*PROMPT 1:*
Using the text on the Hodkinson HT-1, decide whether each statement agrees with it. Answer yes or no for each, and quote the exact words from the text that settle it.
(a) The upper wing of the HT-1 provided most of its lift.
(b) The baggage compartment could be reached from inside the passenger cabin.
(c) Hodkinson Aircraft completed all five aircraft in the order.
*PROMPT 2:* According to the text on the Hodkinson HT-1, on what date did the aircraft first fly?

The Hodkinson HT-1 was a U.S., eight place, three-engined sesquiplane, first flown in 1929. Despite an order for five, only one had been completed before Hodkinson Aircraft went bankrupt near the start of the Great Depression. It operated in Guatemala for several years.

==Design and development==

Hodkinson Aircraft was founded in 1929 by William Wadsworth Hodkinson, one of the pioneers of the film industry who in 1916 had organized Paramount Pictures. He later went into film distribution, founding the W.W.Hodkinson Co. and then moved into the aviation business. The HT-1 was built by Valley Manufacturing Co. a division of Hodkinson Aircraft based in Glendale, California. Its designer, Don R. Berlin, later designed the Curtiss P-40.

The wings of the HT-1 were both built around spruce spars and had rectangular plans out to rounded tips. The upper wing, with three-quarters of the total wing area, provided most of the lift and mounted narrow chord, Friese ailerons that reached from wingtips to above the outer engines. The short, lower wings were braced to the upper ones with parallel interplane struts between the wing spars.

The HT-1 was powered by three 170 hp Curtiss Challenger radial engines, one in the nose and the others on top of the lower wing, braced by vertical struts to the upper spars. Behind the central engine the fuselage was flat sided, with the wing centre-section fixed to it by inverted V cabane struts faired into the fuselage's chrome-molybdenum tube structure. These provided a clear rear view from the pilots' cabin under the leading edge of the wing. Pilot and co-pilot sat side-by-side with dual controls, though the co-pilot's controls could be removed to allow an extra passenger to be carried. Their cabin was normally accessed through doors on either side but there was also a door in the rear which led down to the passengers' windowed, six seat cabin. There was a toilet at the back and also a baggage compartment, though this was only accessible from outside. Cabin access was via doors on either side, opening just ahead of the rear seats.

Its tail was conventional, The fixed surfaces, like the fuselage, had chrome-molybdenum tube structures and the tailplane was mounted on top of the fuselage. The fin was braced to the tailplane and had a cropped, roughly triangular profile. The balanced rudder had a blunted rectangular profile.

The HT-1 had fixed, wide track, conventional (16 ft 6 in), landing gear. Its mainwheels, fitted with brakes, were on axles and drag struts from the lower fuselage longerons which placed them below the outer engines. Vertical shock absorber legs joined the lower wing engine mountings. There was a tailwheel at the rear.

==Operational history==

The HT-1 first flew on 17 July 1929. It was publicized at the Cleveland Aero Show in September 1929 and entered into the Cleveland based 1929 National Air Races. It won a contract for five examples from a Guatemalan airline, Companía Nacional de Aviación, which Hodkinson had founded but Hodkinson Aircraft were in financial difficulties in 1930 as the depression deepened. Though the company ceased trading in 1930, the prototype went to Guatemala and remained in use there for several years.

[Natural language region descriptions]

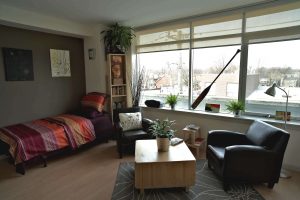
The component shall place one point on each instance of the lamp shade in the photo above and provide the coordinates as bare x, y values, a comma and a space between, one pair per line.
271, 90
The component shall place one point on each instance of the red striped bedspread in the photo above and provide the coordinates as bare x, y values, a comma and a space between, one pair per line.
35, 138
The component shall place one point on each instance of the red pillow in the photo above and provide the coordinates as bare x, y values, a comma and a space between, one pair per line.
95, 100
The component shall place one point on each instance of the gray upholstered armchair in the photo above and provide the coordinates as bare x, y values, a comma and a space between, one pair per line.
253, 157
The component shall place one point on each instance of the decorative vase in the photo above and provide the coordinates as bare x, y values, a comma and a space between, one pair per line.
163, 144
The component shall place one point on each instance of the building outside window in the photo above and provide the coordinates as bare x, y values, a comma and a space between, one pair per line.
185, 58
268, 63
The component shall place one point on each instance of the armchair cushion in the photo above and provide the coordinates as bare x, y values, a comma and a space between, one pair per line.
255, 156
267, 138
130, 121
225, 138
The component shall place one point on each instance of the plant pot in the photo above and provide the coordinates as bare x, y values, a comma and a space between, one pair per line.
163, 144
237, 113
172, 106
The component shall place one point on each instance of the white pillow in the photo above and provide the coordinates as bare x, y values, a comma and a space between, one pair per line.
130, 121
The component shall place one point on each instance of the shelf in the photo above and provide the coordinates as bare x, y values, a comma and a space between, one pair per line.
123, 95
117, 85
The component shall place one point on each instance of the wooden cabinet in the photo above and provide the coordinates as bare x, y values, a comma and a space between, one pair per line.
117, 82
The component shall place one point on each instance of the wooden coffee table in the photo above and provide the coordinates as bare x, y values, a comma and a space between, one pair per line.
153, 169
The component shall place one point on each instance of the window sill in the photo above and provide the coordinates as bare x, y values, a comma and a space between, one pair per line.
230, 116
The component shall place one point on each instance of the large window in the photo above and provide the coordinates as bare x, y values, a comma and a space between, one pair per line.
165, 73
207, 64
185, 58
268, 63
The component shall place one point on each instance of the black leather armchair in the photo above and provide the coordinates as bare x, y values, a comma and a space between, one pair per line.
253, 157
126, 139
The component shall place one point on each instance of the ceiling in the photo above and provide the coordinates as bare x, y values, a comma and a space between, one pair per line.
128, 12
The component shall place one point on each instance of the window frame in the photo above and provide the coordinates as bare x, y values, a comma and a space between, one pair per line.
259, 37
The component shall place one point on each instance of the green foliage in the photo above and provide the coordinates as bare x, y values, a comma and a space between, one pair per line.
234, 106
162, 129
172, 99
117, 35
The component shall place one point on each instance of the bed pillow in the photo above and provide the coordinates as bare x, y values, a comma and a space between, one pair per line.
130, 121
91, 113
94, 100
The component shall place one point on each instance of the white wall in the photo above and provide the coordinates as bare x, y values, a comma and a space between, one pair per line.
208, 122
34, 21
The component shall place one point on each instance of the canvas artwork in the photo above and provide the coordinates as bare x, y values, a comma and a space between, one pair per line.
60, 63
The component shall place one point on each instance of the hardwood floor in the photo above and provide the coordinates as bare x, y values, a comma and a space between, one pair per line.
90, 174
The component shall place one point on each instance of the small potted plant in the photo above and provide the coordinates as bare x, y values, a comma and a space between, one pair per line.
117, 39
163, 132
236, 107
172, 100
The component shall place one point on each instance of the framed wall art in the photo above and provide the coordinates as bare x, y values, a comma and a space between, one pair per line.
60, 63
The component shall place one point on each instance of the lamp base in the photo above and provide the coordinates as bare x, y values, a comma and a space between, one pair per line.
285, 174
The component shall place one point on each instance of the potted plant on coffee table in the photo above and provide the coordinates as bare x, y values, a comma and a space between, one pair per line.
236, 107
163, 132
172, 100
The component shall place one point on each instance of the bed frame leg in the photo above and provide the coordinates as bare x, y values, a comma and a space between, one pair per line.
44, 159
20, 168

*EXERCISE RESPONSE 1:*
(a) Yes: "The upper wing, with three-quarters of the total wing area, provided most of the lift"
(b) No: "though this was only accessible from outside"
(c) No: "only one had been completed before Hodkinson Aircraft went bankrupt"

*EXERCISE RESPONSE 2:* 17 July 1929